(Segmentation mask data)
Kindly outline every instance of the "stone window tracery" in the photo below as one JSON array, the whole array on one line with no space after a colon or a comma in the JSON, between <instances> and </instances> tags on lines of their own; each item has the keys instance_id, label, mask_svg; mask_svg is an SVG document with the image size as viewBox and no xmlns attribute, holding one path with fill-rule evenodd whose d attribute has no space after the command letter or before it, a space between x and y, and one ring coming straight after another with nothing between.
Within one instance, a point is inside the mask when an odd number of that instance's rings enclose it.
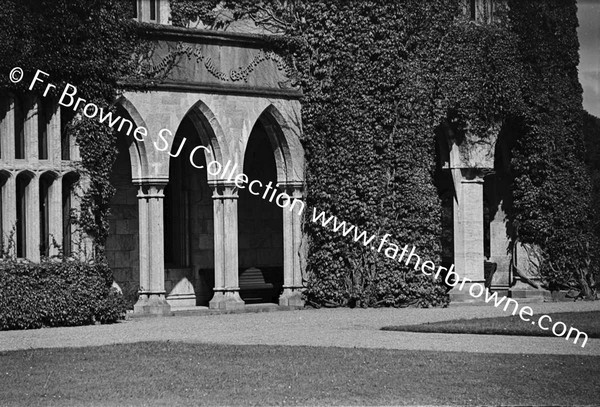
<instances>
[{"instance_id":1,"label":"stone window tracery","mask_svg":"<svg viewBox=\"0 0 600 407\"><path fill-rule=\"evenodd\" d=\"M0 156L0 233L4 255L39 261L71 253L71 208L79 152L66 135L73 116L61 118L51 98L3 94ZM64 234L64 232L67 232Z\"/></svg>"},{"instance_id":2,"label":"stone window tracery","mask_svg":"<svg viewBox=\"0 0 600 407\"><path fill-rule=\"evenodd\" d=\"M494 20L494 0L465 0L464 14L480 24L490 24Z\"/></svg>"}]
</instances>

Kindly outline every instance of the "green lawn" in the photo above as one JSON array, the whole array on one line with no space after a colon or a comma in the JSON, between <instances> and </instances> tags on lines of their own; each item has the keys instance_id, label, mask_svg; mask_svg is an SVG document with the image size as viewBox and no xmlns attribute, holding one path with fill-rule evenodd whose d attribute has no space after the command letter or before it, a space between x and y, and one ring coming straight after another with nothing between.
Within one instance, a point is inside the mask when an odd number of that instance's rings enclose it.
<instances>
[{"instance_id":1,"label":"green lawn","mask_svg":"<svg viewBox=\"0 0 600 407\"><path fill-rule=\"evenodd\" d=\"M589 312L559 312L548 314L552 322L545 319L544 327L561 321L585 332L590 338L600 338L600 311ZM541 315L529 317L535 320L535 325L525 322L517 315L499 318L456 319L453 321L433 322L419 325L386 326L384 331L435 332L452 334L481 334L481 335L519 335L519 336L554 336L552 330L544 331L537 325ZM559 328L557 328L559 329ZM562 330L562 328L559 329ZM568 331L567 331L568 332ZM572 336L573 337L573 336ZM581 343L582 340L579 341ZM600 403L600 401L599 401Z\"/></svg>"},{"instance_id":2,"label":"green lawn","mask_svg":"<svg viewBox=\"0 0 600 407\"><path fill-rule=\"evenodd\" d=\"M600 357L152 342L0 353L5 405L598 404Z\"/></svg>"}]
</instances>

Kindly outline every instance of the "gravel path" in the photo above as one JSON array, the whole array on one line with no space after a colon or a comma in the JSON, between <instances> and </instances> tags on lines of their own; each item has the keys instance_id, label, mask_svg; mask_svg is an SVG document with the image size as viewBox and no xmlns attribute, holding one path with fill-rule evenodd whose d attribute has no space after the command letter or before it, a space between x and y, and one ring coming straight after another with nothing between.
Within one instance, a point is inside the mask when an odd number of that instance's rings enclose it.
<instances>
[{"instance_id":1,"label":"gravel path","mask_svg":"<svg viewBox=\"0 0 600 407\"><path fill-rule=\"evenodd\" d=\"M529 305L536 314L600 310L600 301ZM590 339L582 349L564 338L554 337L456 335L379 330L386 325L504 315L507 313L492 306L452 306L445 309L308 309L141 318L113 325L0 332L0 350L85 347L169 340L237 345L307 345L483 353L600 355L600 339Z\"/></svg>"}]
</instances>

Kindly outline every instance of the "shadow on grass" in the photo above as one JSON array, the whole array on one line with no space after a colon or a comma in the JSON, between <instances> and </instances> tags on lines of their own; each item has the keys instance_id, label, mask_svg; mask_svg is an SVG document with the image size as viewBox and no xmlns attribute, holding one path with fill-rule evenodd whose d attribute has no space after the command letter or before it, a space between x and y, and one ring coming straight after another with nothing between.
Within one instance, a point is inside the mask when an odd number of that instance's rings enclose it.
<instances>
[{"instance_id":1,"label":"shadow on grass","mask_svg":"<svg viewBox=\"0 0 600 407\"><path fill-rule=\"evenodd\" d=\"M548 314L542 325L552 327L556 322L563 322L567 326L585 332L589 338L600 338L600 311L589 312L560 312ZM552 336L552 330L543 330L538 326L538 318L542 315L531 317L532 322L523 321L518 315L500 318L475 318L456 319L453 321L432 322L418 325L386 326L384 331L404 332L429 332L449 334L477 334L477 335L518 335L518 336ZM560 327L560 332L562 327Z\"/></svg>"}]
</instances>

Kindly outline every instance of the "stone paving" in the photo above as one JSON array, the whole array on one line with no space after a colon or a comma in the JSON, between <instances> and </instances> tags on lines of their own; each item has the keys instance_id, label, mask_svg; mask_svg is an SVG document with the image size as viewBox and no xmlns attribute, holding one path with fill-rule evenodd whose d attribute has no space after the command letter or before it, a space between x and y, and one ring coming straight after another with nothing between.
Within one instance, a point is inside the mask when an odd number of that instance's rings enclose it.
<instances>
[{"instance_id":1,"label":"stone paving","mask_svg":"<svg viewBox=\"0 0 600 407\"><path fill-rule=\"evenodd\" d=\"M600 301L528 304L536 314L600 310ZM0 332L0 351L184 341L236 345L338 346L482 353L600 355L564 338L387 332L386 325L507 315L492 306L445 309L306 309L207 316L140 318L113 325ZM600 321L599 321L600 323Z\"/></svg>"}]
</instances>

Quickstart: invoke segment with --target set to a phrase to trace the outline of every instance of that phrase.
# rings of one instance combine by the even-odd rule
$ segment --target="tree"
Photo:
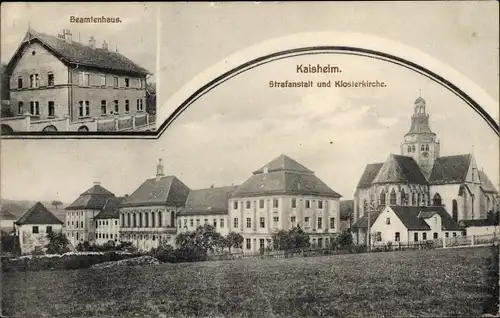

▶ _Exercise aim_: Tell how many lines of the data above contain the word "target", giving the number by itself.

▶ _Answer to this exercise_: 2